Instruction:
Each record is to be transcribed exactly.

Records to process:
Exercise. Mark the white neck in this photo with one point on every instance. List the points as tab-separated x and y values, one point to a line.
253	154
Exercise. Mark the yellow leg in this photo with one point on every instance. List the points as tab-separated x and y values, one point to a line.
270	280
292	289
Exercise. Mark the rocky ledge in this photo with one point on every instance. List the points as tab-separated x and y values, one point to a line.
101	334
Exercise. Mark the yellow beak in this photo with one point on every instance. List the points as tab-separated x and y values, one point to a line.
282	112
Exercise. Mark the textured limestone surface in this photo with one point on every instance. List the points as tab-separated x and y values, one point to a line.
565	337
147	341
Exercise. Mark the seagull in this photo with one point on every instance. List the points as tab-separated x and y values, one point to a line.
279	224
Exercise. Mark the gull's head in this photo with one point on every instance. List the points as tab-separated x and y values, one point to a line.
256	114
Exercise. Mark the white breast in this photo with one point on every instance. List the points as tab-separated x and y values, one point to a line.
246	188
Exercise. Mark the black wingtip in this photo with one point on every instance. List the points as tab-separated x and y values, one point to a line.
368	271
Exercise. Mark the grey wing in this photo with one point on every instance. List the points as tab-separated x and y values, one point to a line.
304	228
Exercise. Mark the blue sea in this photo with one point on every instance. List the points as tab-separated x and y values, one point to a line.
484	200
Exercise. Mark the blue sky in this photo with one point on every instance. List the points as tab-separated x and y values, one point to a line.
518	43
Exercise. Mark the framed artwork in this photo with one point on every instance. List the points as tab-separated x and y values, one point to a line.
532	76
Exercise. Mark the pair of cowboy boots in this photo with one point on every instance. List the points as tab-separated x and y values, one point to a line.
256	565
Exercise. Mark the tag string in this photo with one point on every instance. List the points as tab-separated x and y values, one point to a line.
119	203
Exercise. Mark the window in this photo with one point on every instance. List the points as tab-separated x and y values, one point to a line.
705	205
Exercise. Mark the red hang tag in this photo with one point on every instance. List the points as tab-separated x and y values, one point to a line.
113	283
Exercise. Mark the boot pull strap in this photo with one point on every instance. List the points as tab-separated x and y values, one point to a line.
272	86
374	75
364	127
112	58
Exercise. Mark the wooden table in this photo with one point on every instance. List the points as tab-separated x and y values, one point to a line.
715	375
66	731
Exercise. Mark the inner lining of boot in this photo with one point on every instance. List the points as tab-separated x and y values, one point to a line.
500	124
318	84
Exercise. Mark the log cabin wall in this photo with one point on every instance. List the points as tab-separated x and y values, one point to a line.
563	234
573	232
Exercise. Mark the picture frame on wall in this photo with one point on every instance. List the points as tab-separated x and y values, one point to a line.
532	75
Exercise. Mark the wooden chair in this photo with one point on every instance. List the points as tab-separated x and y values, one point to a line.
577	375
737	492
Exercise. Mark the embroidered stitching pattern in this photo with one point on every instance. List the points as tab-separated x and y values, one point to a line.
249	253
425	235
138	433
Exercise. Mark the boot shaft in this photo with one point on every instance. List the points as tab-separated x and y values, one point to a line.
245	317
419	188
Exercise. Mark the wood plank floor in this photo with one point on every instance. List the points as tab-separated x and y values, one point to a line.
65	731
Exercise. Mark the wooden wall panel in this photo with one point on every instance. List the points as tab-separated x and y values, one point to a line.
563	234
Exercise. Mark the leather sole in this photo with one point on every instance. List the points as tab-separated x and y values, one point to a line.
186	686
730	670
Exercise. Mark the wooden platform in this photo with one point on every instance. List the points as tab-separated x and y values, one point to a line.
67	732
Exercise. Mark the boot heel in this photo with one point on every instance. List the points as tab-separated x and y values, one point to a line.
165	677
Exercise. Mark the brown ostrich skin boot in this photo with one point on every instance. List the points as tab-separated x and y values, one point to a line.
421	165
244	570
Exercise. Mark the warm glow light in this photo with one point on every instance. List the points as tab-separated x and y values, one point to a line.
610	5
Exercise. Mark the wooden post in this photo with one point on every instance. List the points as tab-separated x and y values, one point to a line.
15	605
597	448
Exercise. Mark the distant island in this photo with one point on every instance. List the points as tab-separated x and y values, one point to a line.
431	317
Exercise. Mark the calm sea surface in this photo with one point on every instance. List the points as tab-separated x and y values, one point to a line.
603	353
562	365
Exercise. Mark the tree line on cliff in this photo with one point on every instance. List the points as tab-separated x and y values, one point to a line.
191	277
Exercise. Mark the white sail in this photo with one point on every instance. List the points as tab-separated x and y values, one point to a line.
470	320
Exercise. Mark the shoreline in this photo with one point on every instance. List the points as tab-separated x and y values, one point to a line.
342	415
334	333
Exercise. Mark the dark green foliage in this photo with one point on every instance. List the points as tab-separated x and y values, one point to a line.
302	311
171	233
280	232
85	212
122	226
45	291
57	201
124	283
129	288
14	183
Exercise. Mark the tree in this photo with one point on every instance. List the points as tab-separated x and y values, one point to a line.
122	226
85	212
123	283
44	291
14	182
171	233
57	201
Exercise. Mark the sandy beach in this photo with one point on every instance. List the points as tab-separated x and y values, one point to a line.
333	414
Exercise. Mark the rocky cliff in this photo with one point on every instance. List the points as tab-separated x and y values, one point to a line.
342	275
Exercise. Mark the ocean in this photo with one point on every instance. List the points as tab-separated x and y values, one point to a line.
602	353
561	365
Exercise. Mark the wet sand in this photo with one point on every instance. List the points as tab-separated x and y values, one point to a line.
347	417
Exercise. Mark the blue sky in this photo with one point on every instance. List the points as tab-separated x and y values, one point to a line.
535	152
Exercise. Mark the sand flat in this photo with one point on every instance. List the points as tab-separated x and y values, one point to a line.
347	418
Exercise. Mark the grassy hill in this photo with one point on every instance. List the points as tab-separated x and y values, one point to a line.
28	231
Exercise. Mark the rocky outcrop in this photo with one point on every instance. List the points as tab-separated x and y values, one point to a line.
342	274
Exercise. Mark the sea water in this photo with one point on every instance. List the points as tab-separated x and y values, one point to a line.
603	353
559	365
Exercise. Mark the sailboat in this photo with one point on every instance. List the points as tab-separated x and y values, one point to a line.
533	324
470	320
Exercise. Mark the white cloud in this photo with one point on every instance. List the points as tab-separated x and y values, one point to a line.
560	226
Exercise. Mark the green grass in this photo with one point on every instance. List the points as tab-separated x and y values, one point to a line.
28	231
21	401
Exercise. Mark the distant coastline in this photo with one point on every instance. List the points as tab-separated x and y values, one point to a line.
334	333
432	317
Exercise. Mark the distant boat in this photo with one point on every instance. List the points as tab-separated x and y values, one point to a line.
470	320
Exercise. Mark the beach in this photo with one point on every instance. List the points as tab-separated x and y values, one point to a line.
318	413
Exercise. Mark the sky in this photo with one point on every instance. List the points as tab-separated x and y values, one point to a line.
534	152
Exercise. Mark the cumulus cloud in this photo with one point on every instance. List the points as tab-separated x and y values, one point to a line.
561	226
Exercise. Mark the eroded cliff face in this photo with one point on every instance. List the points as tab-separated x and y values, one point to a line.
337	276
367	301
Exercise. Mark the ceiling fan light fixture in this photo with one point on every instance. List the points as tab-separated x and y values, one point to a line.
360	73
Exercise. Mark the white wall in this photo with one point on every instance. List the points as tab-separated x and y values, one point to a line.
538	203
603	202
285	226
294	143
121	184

Written response:
Exercise. Mark the white neck in this photo with one point on every instance. List the points as tab-separated x and y values, one point to a line.
253	154
Exercise. Mark the yellow leg in this photo with one point on every instance. List the points as tab-separated x and y values, one point to a line.
270	280
292	289
Exercise. Mark the rocky ledge in this photo with one point on every instance. List the points as tab-separated x and y values, one point to a line.
101	334
Exercise. Mark the yellow beak in this photo with one point on every instance. List the points as tab-separated x and y values, one point to a line.
282	112
Exercise. Mark the textured limestone surface in this photo with one point on every instance. List the points as tab-separated x and y values, one point to a line.
565	337
147	341
Exercise. Mark the seagull in this photo with one point on every instance. List the points as tab-separated x and y values, one point to a line.
279	224
Exercise. Mark the gull's head in this photo with one point on every instance. List the points as tab-separated x and y values, one point to a line.
256	114
Exercise. Mark the white breast in this photo with one point on every instance. List the points as tab-separated x and y values, one point to a line.
246	188
Exercise. Mark the black wingtip in this photo with one point on every instance. List the points as tab-separated x and y values, one point to a line.
368	271
Exercise. Mark the grey wing in this photo with one point on every instance. List the points as tab-separated x and y values, one point to a line.
304	228
Exercise. Mark the blue sea in this photo with one point on every instance. List the points as tab-separated x and y values, one point to a line.
484	200
Exercise. Mark the blue sky in this photo with one point on every instance. List the points as tab-separated x and y values, one point to a line.
518	43
Exercise. Mark the framed artwork in this photo with one point on every instance. List the points as tab-separated x and y values, one point to a line.
532	76
Exercise. Mark the pair of cowboy boots in this photo with one point on every instance. List the points as tab-separated x and y values, one point to a line.
256	565
Exercise. Mark the tag string in this photo with one point on every instance. List the points as tab-separated x and y values, one point to a line.
119	203
Exercise. Mark the window in this photo with one point on every instance. List the points as tab-separated x and y values, one point to a line.
705	205
Exercise. Mark the red hang tag in this photo with one point on every instance. List the points as tab-separated x and y values, one point to a line.
113	283
Exercise. Mark the boot pull strap in this photo with one point on every instance. List the points as tab-separated x and y values, one point to a line.
272	86
374	75
364	127
112	58
Exercise. Mark the wooden table in this photo with one point on every instance. List the points as tab-separated x and y values, one point to a line.
715	375
66	731
Exercise. Mark the inner lining of boot in this photo with one point on every instance. List the points as tab-separated x and y values, one point to a line.
500	124
318	84
Exercise. Mark the log cabin wall in this photo with one point on every instance. List the points as tab-separated x and y values, one point to a line.
563	234
573	232
Exercise. Mark the picture frame on wall in this photo with one point on every instance. List the points as tab-separated x and y values, one point to a line.
532	75
Exercise. Mark the wooden chair in this photo with one point on every instance. List the points as tab-separated x and y values, one point to a line.
577	375
737	492
Exercise. Mark the embroidered stitching pattern in this photo with one point on every instance. List the points as tab-separated x and y values, one point to a line.
249	253
425	235
138	433
Exercise. Mark the boot shaft in this photo with one point on every instance. List the points as tab-separated x and y values, one point to a line.
245	317
419	188
Exercise. Mark the wood plank floor in this photo with one point on every instance. List the points as tab-separated x and y values, one point to a line.
65	731
Exercise. Mark the wooden wall panel in this photo with one point on every instance. List the points as tab-separated x and y values, one point to a line.
563	234
Exercise. Mark the leather sole in this photo with one point on every instance. List the points as tab-separated x and y values, one point to a line.
186	686
730	670
Exercise. Mark the wooden platform in this photo with one point on every instance. List the points as tab-separated x and y values, one point to a line.
67	732
Exercise. Mark the boot heel in this photo with one point on every instance. List the points as tab-separated x and y values, one point to a line.
165	677
Exercise. Mark the brown ostrich skin boot in this photo with one point on every instance. List the points as tab-separated x and y values, one point to a line.
421	165
244	570
Exercise. Mark the warm glow light in this photo with one point on every instance. List the points as tab-separated x and y values, one point to a line.
610	5
Exercise. Mark the wooden post in this photo with one point on every instance. List the points as tab-separated x and y values, one point to a line.
15	605
597	448
Exercise. Mark the distant island in this photo with one point on every instance. List the points as tab-separated x and y values, one point to a line.
431	317
Exercise. Mark the calm sea surface in this photo with one point on every instance. List the points as tab-separated x and y values, one point to a line.
603	353
562	365
Exercise. Mark the tree line on cliff in this photo with one point on every instance. List the points as tab-separated x and y values, one point to a line.
191	277
Exercise. Mark the white sail in this photo with one point on every instance. List the points as tab-separated x and y values, one point to a line.
470	320
Exercise. Mark the shoreline in this photo with one point on every instance. List the points as tab-separated x and y values, one point to a line.
342	415
334	333
Exercise. Mark the dark green foliage in this photo with one point on every instance. List the points as tab-separated x and y values, one point to a line.
302	311
171	233
280	232
85	212
122	226
45	291
57	201
124	283
129	288
14	183
Exercise. Mark the tree in this photo with one point on every instance. List the points as tab-separated x and y values, one point to a line.
122	226
85	212
123	283
44	291
14	182
171	233
57	201
Exercise. Mark the sandy beach in this photo with one point on every instance. List the points as tab-separated x and y values, one point to a line.
333	414
Exercise. Mark the rocky cliff in this photo with one point on every instance. List the points as tab-separated x and y values, one point to a line.
342	275
Exercise. Mark the ocean in this photo with one point on every instance. List the points as tab-separated x and y values, one point to a line.
602	353
561	365
Exercise. Mark the wet sand in this photo with one point on every instance. List the points as tab-separated x and y values, one point to a line.
347	417
Exercise. Mark the blue sky in this photo with one point on every instance. List the points as tab-separated x and y values, one point to a line.
535	152
Exercise. Mark the sand flat in this photo with one point on every instance. List the points as tab-separated x and y values, one point to a line.
347	418
Exercise. Mark the grassy hill in this photo with one point on every instance. List the points as tab-separated x and y values, one point to a line.
28	231
Exercise. Mark the rocky outcrop in this photo with one point on every instance. List the points as tab-separated x and y values, one point to a line.
342	274
Exercise. Mark the sea water in this photo with one point on every instance. List the points as tab-separated x and y values, one point to a line.
603	353
559	365
Exercise. Mark the sailboat in this photo with one point on every instance. List the points as tab-separated x and y values, one point to a line.
533	324
470	320
Exercise. Mark the white cloud in this photo with one point on every instance. List the points as tab-separated x and y values, one point to a line.
560	226
Exercise. Mark the green grass in this photo with one point on every instance. List the points as tab-separated x and y values, one point to a line.
28	231
21	401
Exercise. Mark the distant coastline in this photo with one point on every instance. List the points as tab-separated x and y values, one point to a line.
334	333
432	317
Exercise. Mark the distant boat in this photo with one point on every instance. List the points as tab-separated x and y values, one point to a line.
470	320
Exercise. Mark the beach in this photo with one point on every instance. List the points as tab-separated x and y values, one point to a line.
318	413
Exercise. Mark the sky in this photo with one point on every instance. List the points as tab-separated x and y values, one point to a line.
534	152
Exercise. Mark the cumulus cloud in this photo with one point on every instance. List the points as tab-separated x and y values, one point to a line.
561	226
Exercise. Mark the eroded cliff face in this photo with one point on every instance. List the points as tab-separated x and y values, one point to a line.
337	276
367	301
Exercise. Mark the ceiling fan light fixture in this photo with one point on every instance. List the points as tab-separated x and y values, one point to a line.
360	73
Exercise. Mark the white wall in this photo with one point on every instance. List the points as tab-separated x and y values, one point to a line.
538	203
603	202
285	226
294	143
121	184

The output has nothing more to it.